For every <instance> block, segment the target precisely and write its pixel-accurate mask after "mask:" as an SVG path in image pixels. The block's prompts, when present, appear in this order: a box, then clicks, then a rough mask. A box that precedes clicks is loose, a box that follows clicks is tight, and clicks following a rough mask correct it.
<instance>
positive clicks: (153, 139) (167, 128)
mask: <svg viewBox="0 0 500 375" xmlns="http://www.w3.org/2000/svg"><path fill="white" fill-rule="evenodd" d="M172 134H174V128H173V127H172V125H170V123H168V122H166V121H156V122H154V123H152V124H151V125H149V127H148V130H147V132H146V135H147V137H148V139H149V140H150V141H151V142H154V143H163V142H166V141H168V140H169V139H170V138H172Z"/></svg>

^^^^

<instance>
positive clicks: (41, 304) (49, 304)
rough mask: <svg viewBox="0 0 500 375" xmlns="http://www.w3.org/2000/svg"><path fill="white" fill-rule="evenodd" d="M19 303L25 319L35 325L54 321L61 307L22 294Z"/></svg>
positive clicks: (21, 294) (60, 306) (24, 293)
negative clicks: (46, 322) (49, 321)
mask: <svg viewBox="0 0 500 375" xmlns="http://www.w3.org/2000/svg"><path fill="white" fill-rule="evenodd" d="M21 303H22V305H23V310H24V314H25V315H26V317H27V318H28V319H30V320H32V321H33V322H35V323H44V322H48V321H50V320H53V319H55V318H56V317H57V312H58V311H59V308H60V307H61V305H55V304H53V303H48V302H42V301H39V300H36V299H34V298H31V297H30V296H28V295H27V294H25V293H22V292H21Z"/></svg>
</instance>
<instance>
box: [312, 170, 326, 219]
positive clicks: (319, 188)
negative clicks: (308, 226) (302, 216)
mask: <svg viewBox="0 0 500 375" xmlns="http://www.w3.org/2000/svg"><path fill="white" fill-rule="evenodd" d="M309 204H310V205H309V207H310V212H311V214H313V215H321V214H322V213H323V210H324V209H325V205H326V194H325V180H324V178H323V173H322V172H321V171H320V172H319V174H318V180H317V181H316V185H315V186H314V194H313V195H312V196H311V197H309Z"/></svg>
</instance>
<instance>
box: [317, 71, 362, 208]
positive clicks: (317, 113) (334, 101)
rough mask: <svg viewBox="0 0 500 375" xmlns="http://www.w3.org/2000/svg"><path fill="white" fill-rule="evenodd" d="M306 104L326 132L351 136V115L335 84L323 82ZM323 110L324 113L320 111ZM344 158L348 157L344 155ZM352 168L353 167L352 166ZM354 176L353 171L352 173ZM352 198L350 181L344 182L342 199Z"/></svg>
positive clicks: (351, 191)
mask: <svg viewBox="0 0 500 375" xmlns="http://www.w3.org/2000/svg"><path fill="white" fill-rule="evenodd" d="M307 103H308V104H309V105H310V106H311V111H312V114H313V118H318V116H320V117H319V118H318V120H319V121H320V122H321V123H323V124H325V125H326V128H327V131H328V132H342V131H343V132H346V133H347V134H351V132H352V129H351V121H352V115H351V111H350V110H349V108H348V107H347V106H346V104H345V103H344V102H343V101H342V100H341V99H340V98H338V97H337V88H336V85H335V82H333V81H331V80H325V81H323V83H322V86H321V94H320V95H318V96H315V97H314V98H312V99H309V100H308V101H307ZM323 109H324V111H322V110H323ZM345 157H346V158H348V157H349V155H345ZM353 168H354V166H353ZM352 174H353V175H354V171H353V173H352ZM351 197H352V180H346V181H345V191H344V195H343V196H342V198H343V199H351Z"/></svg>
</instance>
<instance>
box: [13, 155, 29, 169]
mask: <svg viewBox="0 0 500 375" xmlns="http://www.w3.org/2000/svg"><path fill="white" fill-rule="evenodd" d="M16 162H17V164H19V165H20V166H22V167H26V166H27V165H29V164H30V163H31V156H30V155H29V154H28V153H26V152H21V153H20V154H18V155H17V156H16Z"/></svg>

^^^^

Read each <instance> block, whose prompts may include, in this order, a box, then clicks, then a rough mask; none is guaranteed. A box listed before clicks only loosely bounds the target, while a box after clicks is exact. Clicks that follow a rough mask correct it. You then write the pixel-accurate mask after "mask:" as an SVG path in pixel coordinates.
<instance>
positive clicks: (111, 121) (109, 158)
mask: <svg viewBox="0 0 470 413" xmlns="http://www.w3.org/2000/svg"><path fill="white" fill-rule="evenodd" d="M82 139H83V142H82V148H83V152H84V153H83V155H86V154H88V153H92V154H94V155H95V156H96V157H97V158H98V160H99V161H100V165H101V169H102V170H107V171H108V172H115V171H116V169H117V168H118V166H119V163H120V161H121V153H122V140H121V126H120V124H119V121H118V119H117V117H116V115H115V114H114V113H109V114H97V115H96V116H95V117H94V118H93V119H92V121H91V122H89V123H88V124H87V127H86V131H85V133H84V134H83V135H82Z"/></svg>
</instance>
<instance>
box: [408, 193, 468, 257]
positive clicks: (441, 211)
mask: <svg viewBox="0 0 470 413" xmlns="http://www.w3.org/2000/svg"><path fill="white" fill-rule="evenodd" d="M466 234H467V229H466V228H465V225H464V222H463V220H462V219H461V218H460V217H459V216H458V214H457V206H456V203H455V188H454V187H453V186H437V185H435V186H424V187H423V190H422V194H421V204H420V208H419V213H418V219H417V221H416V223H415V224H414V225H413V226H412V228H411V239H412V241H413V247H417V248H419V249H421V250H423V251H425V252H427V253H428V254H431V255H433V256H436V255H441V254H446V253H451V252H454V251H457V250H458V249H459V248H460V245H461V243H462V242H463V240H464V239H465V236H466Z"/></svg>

^^^^

### AIM OF THE EXERCISE
List every row above that contains the string "target", copying each one in full. Case counts, so include only rows where the string appears in that exact case.

### YOUR RESPONSE
For every <instance> block, segment the target precisely and write its pixel-accurate mask after "mask:" as an SVG path in image pixels. The block's prompts, when present, appear in this order: a box, then clicks, then a rough mask. A box that precedes clicks is loose, a box that follows clicks is tight, and clicks following a rough mask correct it.
Read each <instance> block, whose prompts may include, in this order, a box, then clicks, then a rough mask; none is guaranteed. A box listed before clicks only loosely bounds the target, while a box after clicks is exact. Clicks that follow a rough mask correct it. You then write the pixel-accurate mask after "mask:" as an SVG path in pixel coordinates.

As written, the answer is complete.